** Parts of the exercise **
A – Answer these questions using the Tarzan cocktail post. Mark each answer (i), (ii) or (iii) to match its question.
(i) What was the result when the cocktail shaker was filled with shaved ice?
(ii) Which liquor takes the place of tequila in the Tarzan?
(iii) Which other drink is described as small?
B – Write out part of the Tarzan cocktail post word for word. Begin at the words "So when mixing" and stop after "ever was one.".

** Document passage **
————

The Drink



Shake Well with Shaved Ice Until Enough Ice is Melted to have a 2 Ounce Drink

-From So Red the Nose (No clever quote about the drink this time. The SRTN blurb only speaks to Tarzan’s skill with the ladies. )

I have been careful, when making the drinks from So Red the Nose, to follow the directions exactly as written in order to recreate the 1930’s drinking experience as precisely as possible. This has already caused some problems, what with the liquor brands that have stopped production sometime in the past 79 years, or ridiculous, tongue-in-cheek instructions like: “Select…six of your finest McIntosh trees and place a hive of bees under each.”

So when mixing up the Tarzan cocktail, I very dutifully filled my cocktail shaker with shaved ice, and the result was…a very watery drink. The moral: don’t be overgenerous with your ice and only give it one or two shakes. Or maybe just don’t expect ice to keep when drinking in the desert in July.

Once I managed to create a drink that didn’t taste like the inside of my freezer, the Tarzan was actually pretty tasty. After all, it’s basically the same ingredients of a margarita with Bacardi swapped out for tequila, an even trade if there ever was one.

The Tarzan is much weaker than the last two drinks I made; I guess it’s a toss up on whether you consider that a positive or a negative. I’m also amazed at how small these drinks are compared to modern cocktails (Canary was also teensy). Mid-century drinkers apparently were sippers rather than guzzlers.

The Book

Cover of the first edition of Tarzan of the Apes

“Tarzan of the apes, little primitive man, presented a picture filled, at once, with pathos and with promise – an allegorical figure of the primordial groping through the black night of ignorance toward the light of learning.”

————

** Information provided **
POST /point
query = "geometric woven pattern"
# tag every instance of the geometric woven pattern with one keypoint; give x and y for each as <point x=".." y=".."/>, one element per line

————

** Responses for each task **
A –
(i) A very watery drink.
(ii) Bacardi.
(iii) The Canary.

B –
So when mixing up the Tarzan cocktail, I very dutifully filled my cocktail shaker with shaved ice, and the result was…a very watery drink. The moral: don’t be overgenerous with your ice and only give it one or two shakes. Or maybe just don’t expect ice to keep when drinking in the desert in July.

Once I managed to create a drink that didn’t taste like the inside of my freezer, the Tarzan was actually pretty tasty. After all, it’s basically the same ingredients of a margarita with Bacardi swapped out for tequila, an even trade if there ever was one.